Please print, word for word, every line from the one that contains "each like (480,49)." through the last line of the records, and nothing else.

- [Record excerpts]:

________________

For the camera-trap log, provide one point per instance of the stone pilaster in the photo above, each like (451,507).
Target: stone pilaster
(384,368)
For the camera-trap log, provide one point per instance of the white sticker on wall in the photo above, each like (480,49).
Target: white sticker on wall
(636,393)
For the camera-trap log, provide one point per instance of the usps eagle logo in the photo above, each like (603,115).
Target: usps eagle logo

________________

- [Expected answer]:
For the camera-trap log, provide one point per instance of the white sticker on wall in the photo above, each like (480,49).
Target: white sticker on wall
(636,393)
For the camera-trap log, provide one point per instance of the usps eagle logo in the photo above, each like (603,115).
Target: usps eagle logo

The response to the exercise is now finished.